WHAT YOU WILL DO>
Your answer must consist solely of the lines from the one containing "In this exercise you will label the jacket sleeve" through the last line of the records below, reproduced exactly, with all pictures omitted.

EXERCISE INPUT>

--------------------------------

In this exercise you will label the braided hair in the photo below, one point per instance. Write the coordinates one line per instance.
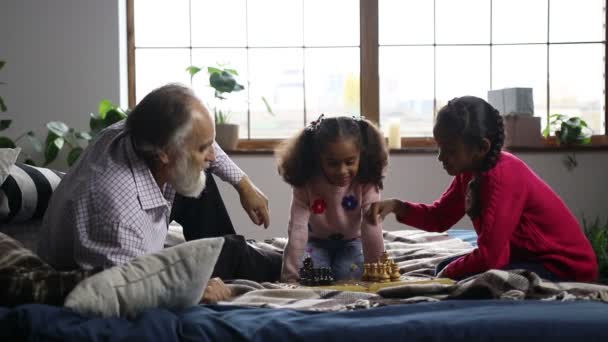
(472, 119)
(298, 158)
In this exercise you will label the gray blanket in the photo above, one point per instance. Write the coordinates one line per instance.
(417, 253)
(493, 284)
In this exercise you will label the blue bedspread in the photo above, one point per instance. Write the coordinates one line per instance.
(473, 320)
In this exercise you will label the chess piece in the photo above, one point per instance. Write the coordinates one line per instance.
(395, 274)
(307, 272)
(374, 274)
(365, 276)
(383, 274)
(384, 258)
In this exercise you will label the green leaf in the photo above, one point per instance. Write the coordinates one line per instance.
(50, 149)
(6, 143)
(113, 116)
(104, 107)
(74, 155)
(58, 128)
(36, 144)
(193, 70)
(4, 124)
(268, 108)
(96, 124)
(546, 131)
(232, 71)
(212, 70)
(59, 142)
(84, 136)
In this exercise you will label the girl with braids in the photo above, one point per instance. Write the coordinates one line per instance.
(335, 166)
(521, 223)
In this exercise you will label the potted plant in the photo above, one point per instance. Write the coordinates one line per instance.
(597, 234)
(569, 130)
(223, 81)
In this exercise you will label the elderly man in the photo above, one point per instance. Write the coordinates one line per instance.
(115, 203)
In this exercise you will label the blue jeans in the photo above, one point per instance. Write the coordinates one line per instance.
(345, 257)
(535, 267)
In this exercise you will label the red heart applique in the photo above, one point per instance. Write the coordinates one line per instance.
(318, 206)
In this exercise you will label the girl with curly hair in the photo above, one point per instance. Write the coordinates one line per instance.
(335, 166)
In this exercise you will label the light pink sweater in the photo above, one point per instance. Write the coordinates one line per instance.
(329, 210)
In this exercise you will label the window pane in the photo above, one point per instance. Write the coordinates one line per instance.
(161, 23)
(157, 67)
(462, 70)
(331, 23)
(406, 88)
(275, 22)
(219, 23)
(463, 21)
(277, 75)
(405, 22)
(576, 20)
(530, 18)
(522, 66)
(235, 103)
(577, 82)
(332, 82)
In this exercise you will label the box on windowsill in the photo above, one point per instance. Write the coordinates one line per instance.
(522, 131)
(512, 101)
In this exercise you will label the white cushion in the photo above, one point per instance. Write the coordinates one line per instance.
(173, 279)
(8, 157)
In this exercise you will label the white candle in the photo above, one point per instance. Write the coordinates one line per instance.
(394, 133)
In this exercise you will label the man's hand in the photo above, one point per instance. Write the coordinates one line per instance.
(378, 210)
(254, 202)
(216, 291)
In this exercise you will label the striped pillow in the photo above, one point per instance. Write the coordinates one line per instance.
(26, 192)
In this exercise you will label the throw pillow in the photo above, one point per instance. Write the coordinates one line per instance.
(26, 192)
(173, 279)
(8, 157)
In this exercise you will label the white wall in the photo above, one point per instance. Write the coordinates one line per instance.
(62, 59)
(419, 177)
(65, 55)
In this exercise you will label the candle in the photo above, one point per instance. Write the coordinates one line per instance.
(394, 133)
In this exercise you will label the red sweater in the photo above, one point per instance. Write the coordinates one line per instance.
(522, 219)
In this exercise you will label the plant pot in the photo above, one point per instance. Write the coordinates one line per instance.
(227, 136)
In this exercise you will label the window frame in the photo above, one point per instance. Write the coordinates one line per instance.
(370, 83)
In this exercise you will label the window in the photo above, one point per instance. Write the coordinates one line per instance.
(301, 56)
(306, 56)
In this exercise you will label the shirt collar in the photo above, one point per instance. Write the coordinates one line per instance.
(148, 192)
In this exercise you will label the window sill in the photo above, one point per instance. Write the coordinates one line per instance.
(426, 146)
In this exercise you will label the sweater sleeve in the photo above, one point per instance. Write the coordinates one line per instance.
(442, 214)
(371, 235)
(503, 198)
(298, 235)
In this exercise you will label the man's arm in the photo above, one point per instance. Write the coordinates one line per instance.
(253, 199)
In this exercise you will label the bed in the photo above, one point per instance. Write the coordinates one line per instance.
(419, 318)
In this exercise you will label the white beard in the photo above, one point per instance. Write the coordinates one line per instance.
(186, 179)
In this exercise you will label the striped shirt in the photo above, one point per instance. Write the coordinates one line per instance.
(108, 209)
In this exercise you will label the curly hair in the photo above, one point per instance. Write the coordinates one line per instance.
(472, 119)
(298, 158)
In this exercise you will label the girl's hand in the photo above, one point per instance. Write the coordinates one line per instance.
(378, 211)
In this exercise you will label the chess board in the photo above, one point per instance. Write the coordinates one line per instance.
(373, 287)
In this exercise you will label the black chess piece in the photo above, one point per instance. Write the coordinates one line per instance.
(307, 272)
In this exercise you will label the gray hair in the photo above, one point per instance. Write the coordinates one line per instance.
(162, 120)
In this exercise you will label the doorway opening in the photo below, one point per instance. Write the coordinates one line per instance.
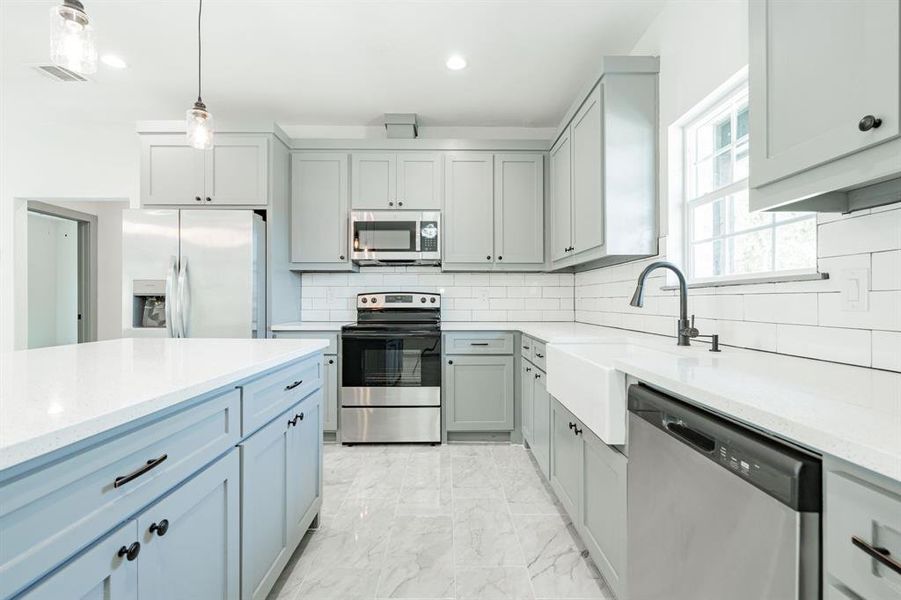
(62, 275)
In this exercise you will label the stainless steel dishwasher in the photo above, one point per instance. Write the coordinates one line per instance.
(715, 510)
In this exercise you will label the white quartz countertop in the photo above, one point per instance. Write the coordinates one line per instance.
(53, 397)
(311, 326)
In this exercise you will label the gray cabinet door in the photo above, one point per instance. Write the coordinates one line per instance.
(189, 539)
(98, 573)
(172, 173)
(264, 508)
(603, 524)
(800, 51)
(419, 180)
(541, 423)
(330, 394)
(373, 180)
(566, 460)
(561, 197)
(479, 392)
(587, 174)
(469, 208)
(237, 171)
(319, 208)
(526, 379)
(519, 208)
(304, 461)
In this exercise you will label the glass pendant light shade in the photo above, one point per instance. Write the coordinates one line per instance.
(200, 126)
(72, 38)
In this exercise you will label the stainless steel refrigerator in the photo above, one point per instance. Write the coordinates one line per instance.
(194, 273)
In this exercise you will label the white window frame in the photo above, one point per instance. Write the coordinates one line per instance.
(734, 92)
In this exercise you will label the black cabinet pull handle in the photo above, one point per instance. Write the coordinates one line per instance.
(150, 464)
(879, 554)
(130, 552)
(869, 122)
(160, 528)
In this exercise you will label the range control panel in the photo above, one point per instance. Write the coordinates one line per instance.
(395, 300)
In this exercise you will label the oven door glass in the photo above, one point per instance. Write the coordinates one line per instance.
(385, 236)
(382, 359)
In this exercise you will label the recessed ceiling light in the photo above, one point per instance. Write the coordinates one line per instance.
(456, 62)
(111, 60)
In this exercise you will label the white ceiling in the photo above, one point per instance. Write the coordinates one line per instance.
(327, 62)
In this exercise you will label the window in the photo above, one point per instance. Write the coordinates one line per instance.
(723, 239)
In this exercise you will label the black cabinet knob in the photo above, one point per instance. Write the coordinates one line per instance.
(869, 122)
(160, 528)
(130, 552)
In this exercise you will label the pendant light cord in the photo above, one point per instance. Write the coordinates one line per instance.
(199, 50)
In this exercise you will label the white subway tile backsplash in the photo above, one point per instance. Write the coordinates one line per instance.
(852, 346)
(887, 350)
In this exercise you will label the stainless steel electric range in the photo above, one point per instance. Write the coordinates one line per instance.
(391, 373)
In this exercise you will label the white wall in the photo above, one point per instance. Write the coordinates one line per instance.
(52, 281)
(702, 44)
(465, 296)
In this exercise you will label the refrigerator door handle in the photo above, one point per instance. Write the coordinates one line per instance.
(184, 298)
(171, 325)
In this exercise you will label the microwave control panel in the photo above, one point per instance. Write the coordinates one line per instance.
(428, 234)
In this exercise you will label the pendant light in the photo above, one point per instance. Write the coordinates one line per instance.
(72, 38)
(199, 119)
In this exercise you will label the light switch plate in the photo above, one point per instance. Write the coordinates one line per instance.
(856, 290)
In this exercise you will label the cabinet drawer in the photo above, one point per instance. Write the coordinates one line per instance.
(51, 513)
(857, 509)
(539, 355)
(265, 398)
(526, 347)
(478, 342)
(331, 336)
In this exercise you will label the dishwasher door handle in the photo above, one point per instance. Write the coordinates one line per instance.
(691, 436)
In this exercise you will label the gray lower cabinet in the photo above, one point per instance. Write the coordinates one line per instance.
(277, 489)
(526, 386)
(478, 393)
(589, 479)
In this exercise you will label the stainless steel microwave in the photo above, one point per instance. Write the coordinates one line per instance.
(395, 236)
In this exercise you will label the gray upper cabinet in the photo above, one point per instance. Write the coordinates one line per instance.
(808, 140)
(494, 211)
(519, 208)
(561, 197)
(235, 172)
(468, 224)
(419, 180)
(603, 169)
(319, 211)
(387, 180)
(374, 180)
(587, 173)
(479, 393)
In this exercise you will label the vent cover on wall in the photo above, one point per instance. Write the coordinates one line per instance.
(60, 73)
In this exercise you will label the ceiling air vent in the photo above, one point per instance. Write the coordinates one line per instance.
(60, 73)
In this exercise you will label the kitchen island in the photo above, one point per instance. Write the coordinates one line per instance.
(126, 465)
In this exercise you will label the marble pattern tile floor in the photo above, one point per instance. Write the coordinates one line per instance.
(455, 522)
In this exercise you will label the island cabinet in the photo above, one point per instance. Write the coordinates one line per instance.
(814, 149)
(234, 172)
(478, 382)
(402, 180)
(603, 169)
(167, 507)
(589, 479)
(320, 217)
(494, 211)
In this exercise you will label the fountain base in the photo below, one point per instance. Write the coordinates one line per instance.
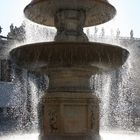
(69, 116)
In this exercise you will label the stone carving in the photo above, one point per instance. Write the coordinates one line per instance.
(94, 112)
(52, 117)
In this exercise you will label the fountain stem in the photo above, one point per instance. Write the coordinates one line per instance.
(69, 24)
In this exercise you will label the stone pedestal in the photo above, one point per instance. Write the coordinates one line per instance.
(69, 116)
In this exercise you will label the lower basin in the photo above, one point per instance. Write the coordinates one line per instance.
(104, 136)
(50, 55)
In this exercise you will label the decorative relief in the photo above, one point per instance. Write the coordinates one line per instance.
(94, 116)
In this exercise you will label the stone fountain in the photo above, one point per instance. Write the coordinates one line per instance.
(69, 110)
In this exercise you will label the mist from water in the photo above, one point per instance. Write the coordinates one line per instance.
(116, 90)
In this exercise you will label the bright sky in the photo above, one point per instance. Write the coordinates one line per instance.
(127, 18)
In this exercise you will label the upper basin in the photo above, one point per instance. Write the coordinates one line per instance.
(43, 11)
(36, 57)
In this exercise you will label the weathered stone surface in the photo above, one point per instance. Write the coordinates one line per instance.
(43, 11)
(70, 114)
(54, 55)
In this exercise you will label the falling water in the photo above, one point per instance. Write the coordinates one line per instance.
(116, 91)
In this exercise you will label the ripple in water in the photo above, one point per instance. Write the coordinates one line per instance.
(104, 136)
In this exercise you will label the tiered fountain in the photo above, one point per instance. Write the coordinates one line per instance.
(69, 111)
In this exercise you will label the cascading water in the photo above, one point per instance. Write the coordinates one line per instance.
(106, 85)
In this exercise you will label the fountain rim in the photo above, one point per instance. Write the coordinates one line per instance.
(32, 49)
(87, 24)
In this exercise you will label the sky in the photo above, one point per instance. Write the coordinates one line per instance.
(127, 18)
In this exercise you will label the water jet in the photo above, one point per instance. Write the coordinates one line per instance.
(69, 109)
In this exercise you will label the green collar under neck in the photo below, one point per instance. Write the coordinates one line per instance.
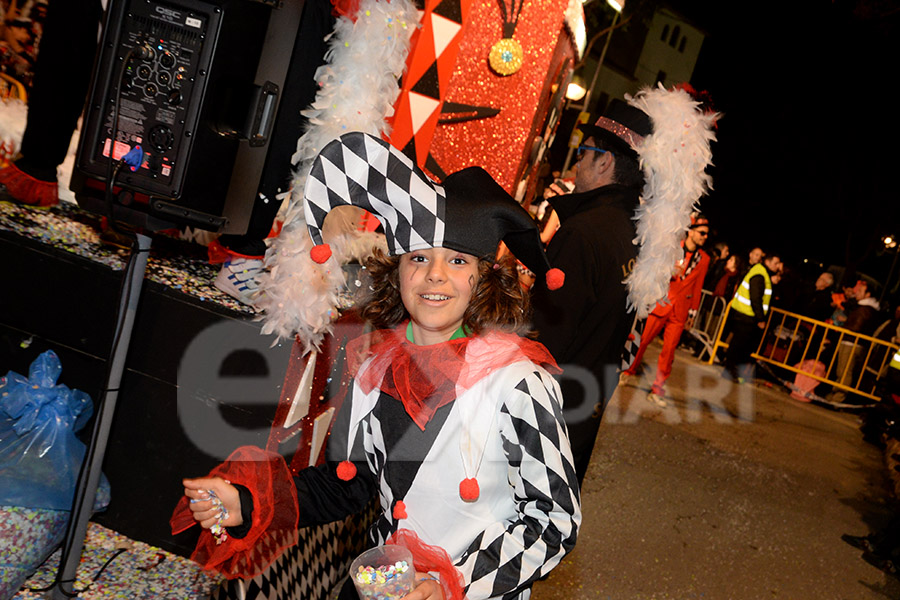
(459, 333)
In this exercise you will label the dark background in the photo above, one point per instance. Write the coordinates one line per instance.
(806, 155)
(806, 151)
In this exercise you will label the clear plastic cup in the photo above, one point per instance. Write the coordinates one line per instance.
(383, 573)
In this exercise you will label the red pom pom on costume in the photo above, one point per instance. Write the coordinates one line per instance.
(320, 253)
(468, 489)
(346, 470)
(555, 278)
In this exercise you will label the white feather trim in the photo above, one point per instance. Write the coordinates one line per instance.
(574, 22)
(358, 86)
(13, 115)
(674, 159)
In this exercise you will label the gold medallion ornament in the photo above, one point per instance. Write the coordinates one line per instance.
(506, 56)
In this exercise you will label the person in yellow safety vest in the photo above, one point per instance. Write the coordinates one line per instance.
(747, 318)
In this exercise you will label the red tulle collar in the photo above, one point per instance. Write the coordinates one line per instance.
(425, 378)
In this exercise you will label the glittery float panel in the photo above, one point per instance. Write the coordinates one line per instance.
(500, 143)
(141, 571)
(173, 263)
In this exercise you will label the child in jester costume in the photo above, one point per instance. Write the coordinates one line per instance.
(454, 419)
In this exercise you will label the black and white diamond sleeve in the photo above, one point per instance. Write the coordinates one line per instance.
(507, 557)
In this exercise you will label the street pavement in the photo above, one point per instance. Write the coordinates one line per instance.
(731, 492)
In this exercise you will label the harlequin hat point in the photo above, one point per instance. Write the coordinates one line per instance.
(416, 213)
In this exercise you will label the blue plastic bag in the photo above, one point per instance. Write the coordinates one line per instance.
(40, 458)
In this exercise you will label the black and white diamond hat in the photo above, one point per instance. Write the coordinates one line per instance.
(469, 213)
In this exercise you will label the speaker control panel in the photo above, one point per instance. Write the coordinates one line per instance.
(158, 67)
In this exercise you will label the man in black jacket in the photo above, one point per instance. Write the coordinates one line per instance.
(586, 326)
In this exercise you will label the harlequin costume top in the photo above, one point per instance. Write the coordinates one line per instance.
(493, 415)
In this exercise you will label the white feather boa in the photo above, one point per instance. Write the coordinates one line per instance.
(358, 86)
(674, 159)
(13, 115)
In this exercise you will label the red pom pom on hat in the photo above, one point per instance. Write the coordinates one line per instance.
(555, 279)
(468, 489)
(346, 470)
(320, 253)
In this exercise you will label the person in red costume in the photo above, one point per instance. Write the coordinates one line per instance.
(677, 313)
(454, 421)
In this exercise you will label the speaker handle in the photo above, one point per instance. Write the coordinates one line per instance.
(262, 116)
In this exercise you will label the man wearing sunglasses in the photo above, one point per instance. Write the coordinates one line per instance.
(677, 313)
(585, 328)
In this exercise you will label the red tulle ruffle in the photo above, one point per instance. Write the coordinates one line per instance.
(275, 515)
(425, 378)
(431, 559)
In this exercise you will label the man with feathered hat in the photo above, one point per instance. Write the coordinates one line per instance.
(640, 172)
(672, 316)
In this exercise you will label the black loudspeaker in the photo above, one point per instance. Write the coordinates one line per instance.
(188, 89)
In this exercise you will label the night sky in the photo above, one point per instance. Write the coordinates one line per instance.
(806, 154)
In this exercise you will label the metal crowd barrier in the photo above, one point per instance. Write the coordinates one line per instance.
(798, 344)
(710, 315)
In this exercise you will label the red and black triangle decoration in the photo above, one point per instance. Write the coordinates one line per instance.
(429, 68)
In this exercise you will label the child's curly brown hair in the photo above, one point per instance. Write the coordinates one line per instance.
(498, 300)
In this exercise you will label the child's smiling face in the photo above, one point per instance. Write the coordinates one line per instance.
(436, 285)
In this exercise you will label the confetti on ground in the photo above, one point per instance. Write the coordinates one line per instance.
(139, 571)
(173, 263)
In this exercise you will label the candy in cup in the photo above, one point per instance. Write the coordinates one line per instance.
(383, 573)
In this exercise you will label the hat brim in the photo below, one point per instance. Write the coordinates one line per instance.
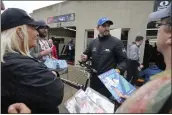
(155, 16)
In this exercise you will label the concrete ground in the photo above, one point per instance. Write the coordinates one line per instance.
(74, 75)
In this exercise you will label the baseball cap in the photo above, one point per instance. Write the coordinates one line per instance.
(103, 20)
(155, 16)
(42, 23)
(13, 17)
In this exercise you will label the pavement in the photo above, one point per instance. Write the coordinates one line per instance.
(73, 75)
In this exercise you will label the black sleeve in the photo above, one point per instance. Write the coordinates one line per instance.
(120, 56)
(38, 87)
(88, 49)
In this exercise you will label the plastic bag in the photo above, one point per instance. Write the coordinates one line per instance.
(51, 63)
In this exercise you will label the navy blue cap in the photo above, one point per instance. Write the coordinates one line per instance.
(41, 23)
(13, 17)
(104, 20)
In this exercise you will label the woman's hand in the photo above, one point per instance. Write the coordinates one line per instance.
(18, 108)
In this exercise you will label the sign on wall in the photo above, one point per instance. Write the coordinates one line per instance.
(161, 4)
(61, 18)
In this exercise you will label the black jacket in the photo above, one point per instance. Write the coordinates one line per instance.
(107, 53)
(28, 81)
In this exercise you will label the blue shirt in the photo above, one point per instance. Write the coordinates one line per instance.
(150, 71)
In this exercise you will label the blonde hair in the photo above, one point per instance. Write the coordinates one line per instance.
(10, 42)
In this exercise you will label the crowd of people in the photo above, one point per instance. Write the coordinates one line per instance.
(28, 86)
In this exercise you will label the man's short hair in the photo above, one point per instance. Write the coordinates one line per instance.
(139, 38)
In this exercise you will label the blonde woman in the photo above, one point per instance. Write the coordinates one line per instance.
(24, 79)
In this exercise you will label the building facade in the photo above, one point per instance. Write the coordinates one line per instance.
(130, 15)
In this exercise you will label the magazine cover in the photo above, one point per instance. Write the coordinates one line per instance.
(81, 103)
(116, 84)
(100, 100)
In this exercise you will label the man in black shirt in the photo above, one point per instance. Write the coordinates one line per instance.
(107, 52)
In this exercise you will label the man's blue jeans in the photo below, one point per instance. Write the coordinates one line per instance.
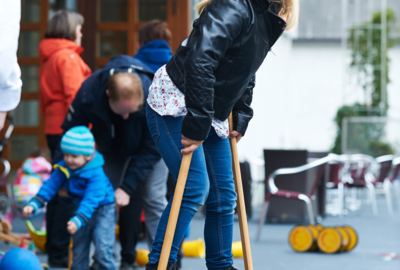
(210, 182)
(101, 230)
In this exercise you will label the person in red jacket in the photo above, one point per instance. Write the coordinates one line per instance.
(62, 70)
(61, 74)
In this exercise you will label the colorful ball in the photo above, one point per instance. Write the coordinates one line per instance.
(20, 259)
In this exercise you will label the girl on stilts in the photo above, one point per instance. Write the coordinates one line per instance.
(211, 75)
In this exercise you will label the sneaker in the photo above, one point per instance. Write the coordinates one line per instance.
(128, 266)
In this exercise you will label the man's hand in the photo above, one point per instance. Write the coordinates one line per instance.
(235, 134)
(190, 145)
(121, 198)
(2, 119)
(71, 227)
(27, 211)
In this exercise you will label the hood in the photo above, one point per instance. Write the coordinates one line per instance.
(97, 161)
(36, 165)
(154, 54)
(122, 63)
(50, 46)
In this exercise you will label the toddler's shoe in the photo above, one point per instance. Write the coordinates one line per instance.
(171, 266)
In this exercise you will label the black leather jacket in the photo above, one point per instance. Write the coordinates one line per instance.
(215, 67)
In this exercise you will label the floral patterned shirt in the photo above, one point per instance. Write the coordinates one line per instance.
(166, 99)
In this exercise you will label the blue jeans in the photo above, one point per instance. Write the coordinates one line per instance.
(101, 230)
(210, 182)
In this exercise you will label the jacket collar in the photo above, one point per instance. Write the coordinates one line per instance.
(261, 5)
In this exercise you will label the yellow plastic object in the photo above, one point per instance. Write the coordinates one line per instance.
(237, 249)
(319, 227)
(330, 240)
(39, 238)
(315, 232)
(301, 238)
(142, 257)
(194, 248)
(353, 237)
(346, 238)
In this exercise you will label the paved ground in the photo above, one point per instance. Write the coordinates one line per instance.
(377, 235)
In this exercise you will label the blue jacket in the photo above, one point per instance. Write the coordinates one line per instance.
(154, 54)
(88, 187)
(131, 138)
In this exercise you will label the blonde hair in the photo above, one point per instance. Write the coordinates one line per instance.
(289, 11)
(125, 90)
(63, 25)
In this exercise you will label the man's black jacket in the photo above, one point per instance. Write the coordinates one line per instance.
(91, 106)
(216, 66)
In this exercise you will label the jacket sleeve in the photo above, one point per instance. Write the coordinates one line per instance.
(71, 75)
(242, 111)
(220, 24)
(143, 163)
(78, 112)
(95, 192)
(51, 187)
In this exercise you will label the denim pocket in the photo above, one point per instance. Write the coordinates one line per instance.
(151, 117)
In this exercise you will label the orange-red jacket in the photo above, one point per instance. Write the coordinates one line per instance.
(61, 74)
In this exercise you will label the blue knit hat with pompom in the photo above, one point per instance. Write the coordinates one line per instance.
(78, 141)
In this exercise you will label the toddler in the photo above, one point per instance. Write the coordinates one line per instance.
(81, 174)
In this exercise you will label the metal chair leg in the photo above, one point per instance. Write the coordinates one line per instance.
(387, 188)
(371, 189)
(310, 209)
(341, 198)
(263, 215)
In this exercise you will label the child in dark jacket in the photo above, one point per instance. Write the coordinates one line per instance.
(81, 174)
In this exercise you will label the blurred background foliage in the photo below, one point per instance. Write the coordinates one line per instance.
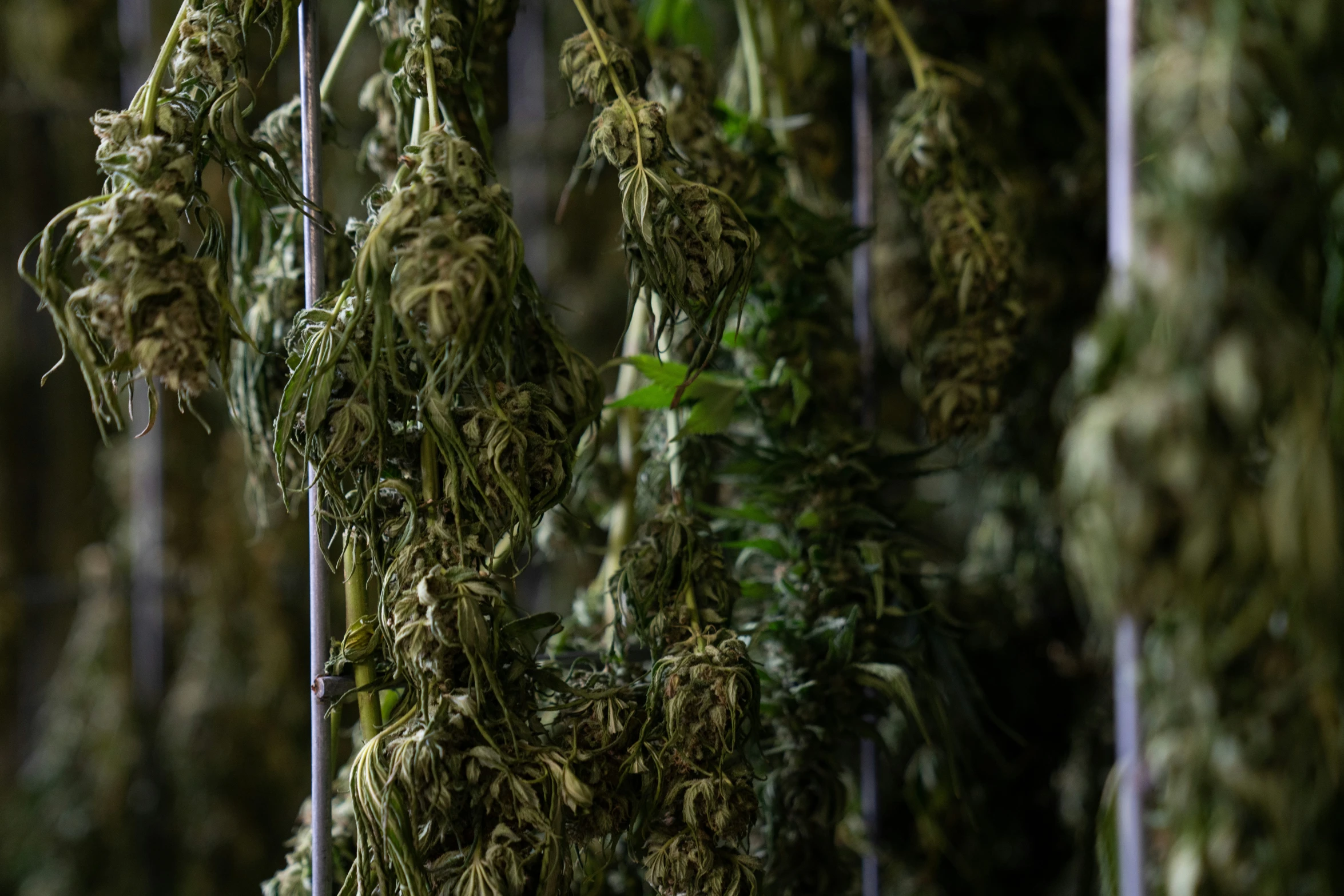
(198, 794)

--------------------------------

SOLUTION FOR THIS TASK>
In this exercise you will label the jacket sleeve in the photo above, one point per instance. Write the coordinates one line per instance.
(71, 75)
(242, 111)
(220, 24)
(143, 163)
(78, 112)
(95, 192)
(51, 187)
In this exercise you will label the denim pocket in the photo above, one point per instance. Write the coordinates one line per instance.
(151, 117)
In this exercise you will label the orange-red jacket in the photo above, one point per instance. Write the coordinates one line per instance.
(61, 74)
In this exercise you will label the blue knit hat with pompom in the photo above, one point per instance. Write the coordinates one line per instance.
(78, 141)
In this exercise you will label the toddler in the photo above, one point per instance. Write the coordinates one line per instance.
(81, 174)
In this exercise you will label the metal chair leg in the photo above, one point per instance. Write the coordinates one line per instance.
(387, 188)
(371, 189)
(310, 209)
(341, 198)
(263, 215)
In this exercise you will label the child in dark jacket in the photo above, one point per instance. Write the coordinates one line per instance.
(81, 174)
In this exercise you will label the blurred background foliage in the photo below, one point per instance. Write the coordinates one line per instance.
(198, 794)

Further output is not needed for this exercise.